## Set task
Reproduce verbatim the lines of the data below, between the line holding "For each instance of the horse mane, drop" and the line holding "[[140, 173]]", inclusive, and nothing else.

## Data
++++++++++++++++++++
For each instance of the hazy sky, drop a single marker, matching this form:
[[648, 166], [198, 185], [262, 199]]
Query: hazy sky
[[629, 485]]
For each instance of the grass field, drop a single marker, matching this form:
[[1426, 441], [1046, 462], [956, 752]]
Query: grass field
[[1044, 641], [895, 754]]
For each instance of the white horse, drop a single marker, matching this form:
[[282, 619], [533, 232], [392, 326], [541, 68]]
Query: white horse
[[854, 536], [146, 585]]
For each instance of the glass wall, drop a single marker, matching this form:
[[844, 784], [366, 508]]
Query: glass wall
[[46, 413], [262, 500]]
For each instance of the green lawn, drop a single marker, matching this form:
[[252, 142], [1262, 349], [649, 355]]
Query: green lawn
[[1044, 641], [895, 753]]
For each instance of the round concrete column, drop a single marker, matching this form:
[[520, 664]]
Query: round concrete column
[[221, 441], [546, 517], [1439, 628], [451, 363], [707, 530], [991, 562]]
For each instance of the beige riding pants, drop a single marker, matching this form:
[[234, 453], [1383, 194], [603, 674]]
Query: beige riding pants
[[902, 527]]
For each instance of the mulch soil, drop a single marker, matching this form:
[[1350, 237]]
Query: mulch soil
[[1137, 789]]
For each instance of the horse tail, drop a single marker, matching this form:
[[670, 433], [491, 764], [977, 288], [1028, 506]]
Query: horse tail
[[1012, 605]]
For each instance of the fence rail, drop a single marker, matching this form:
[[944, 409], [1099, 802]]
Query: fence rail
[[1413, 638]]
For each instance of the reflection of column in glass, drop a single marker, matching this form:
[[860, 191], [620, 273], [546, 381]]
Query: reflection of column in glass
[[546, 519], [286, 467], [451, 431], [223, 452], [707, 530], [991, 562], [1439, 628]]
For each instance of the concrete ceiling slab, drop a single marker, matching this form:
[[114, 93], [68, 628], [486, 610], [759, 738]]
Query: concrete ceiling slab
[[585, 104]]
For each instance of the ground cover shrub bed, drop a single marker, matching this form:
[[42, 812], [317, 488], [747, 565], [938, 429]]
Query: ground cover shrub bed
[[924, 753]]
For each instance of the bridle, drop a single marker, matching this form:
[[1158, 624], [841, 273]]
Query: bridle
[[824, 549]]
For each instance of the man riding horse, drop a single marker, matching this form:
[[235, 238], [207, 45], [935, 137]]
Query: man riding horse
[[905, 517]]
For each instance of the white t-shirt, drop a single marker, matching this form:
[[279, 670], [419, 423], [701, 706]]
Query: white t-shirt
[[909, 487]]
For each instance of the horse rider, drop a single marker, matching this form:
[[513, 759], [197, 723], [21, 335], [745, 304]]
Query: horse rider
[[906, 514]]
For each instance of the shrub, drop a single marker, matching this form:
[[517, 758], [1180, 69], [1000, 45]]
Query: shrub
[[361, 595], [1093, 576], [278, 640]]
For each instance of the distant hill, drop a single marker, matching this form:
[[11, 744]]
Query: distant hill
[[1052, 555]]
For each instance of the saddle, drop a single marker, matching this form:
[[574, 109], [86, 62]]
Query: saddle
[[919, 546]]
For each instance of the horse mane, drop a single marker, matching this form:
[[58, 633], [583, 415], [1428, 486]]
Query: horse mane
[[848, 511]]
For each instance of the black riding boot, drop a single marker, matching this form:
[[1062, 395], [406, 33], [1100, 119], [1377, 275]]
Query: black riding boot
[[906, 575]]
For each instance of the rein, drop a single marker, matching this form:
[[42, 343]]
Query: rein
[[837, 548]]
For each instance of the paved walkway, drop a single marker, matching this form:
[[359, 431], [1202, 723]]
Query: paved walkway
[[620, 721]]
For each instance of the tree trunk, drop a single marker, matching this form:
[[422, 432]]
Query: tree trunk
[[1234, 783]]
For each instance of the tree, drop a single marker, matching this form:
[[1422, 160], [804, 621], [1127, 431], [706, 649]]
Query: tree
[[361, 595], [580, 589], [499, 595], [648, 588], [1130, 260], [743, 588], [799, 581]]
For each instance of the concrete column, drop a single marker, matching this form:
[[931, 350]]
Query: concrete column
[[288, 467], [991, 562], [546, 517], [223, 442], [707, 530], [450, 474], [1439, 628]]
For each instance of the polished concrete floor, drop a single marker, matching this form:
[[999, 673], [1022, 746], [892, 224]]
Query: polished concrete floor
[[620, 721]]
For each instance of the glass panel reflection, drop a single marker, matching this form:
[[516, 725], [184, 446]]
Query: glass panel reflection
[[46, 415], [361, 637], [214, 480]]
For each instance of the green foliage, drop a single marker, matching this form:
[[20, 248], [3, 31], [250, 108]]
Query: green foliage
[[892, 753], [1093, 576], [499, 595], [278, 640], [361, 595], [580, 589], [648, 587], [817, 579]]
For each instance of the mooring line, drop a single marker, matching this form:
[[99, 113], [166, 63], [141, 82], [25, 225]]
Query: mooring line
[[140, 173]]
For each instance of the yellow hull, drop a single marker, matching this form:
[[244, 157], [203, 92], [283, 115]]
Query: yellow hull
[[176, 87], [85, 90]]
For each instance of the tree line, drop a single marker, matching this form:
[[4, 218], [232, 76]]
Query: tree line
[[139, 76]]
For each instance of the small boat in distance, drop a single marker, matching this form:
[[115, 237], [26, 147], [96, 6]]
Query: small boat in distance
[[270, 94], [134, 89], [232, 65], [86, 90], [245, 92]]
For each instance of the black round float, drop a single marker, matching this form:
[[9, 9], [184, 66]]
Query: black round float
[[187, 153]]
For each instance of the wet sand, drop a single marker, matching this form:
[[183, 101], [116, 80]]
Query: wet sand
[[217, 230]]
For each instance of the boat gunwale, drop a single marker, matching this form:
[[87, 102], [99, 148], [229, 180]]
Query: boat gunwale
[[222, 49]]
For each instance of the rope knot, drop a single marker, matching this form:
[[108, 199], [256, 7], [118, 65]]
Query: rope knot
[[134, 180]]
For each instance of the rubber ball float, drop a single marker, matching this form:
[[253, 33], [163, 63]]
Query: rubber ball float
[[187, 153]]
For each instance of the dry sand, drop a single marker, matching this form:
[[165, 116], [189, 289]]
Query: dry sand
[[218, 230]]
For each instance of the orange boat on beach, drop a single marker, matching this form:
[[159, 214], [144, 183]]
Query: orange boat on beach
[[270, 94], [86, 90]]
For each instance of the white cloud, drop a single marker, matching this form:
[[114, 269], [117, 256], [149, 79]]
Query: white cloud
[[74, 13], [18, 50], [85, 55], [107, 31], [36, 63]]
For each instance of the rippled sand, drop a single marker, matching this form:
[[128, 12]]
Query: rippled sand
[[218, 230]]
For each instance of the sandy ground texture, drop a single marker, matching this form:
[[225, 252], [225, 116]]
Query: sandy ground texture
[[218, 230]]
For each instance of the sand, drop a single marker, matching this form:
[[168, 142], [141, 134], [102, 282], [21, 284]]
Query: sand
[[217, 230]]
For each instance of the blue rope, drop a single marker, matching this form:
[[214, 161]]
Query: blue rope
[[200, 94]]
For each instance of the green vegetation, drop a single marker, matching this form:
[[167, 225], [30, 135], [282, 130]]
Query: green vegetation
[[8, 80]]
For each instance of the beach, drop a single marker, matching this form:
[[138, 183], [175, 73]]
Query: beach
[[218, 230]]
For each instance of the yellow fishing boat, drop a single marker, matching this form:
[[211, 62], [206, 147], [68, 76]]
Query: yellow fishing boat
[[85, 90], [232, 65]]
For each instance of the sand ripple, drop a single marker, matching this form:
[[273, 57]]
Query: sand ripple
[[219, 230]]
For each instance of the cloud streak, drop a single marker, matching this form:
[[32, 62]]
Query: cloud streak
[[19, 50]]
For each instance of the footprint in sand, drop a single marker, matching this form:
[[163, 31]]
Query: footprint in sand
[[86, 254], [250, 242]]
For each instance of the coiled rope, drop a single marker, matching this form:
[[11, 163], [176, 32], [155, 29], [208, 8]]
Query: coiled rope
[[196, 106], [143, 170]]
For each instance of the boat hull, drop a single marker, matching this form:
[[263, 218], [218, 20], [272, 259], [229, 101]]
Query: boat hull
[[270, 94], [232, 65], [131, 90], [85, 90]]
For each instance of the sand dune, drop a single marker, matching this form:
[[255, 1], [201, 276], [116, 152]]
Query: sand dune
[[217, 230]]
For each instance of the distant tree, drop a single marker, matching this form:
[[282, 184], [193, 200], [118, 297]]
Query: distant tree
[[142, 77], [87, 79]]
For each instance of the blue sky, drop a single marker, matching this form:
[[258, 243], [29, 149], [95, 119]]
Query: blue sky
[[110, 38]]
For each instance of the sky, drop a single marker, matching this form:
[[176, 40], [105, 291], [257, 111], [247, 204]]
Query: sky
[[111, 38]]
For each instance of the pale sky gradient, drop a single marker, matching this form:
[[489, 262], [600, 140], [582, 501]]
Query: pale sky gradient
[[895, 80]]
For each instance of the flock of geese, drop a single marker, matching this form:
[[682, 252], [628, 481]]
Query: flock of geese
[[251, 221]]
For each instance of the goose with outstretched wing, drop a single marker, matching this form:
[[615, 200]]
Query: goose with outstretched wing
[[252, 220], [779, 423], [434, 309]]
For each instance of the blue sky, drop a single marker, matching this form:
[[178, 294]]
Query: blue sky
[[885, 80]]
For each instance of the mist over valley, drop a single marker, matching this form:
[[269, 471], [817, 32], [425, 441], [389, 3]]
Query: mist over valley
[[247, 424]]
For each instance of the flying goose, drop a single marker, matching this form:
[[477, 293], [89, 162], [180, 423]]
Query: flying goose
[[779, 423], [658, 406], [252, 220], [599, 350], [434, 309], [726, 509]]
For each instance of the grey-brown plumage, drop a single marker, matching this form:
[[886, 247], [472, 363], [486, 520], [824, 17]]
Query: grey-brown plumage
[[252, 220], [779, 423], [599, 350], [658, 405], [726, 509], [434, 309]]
++++++++++++++++++++
## Reply
For each instance of the horse mane, drop a single marker, matching this form:
[[58, 633], [583, 415], [1428, 486]]
Query: horse mane
[[848, 511]]
For each instance of the black riding boot, drop a single marker, matching this form:
[[1062, 395], [406, 33], [1100, 119], [1377, 275]]
Query: black riding boot
[[906, 575]]
For each instance of the rein, drop a single marker, matching this form:
[[42, 343]]
Query: rein
[[837, 548]]
For each instance of the paved walkway, drop a single marker, matching this form:
[[359, 431], [1202, 723]]
Query: paved walkway
[[620, 721]]
For each instance of the tree trunk, drop a single marker, matching this form:
[[422, 432]]
Query: tree trunk
[[1234, 783]]
For each instance of the tree, drop a single marker, matching this form:
[[1422, 160], [804, 621], [1127, 431], [706, 649]]
Query: tree
[[361, 595], [580, 589], [499, 595], [648, 588], [1130, 260], [743, 588], [799, 581]]
For each instance of the concrete column, drop a single marker, matching this form:
[[931, 350]]
Query: concrete column
[[288, 467], [991, 562], [546, 517], [223, 442], [707, 530], [450, 474], [1439, 628]]
For each instance of the polished concrete floor, drop a single marker, matching this form:
[[999, 673], [1022, 746], [892, 224]]
Query: polished concrete floor
[[620, 721]]
For each instance of the glass panel reflection, drop a single marker, matching this form:
[[516, 725], [184, 446]]
Query: glass panel reflection
[[46, 415], [361, 637], [214, 480]]
For each instance of the green foliage, drop a single marker, matching this form:
[[20, 248], [3, 31], [250, 108]]
Query: green foliage
[[892, 753], [1093, 576], [499, 595], [278, 640], [361, 595], [580, 589], [648, 587], [817, 579]]
For each instance of the mooring line, drop a single marker, matching this form:
[[99, 113], [166, 63], [141, 82], [25, 225]]
Query: mooring line
[[140, 173]]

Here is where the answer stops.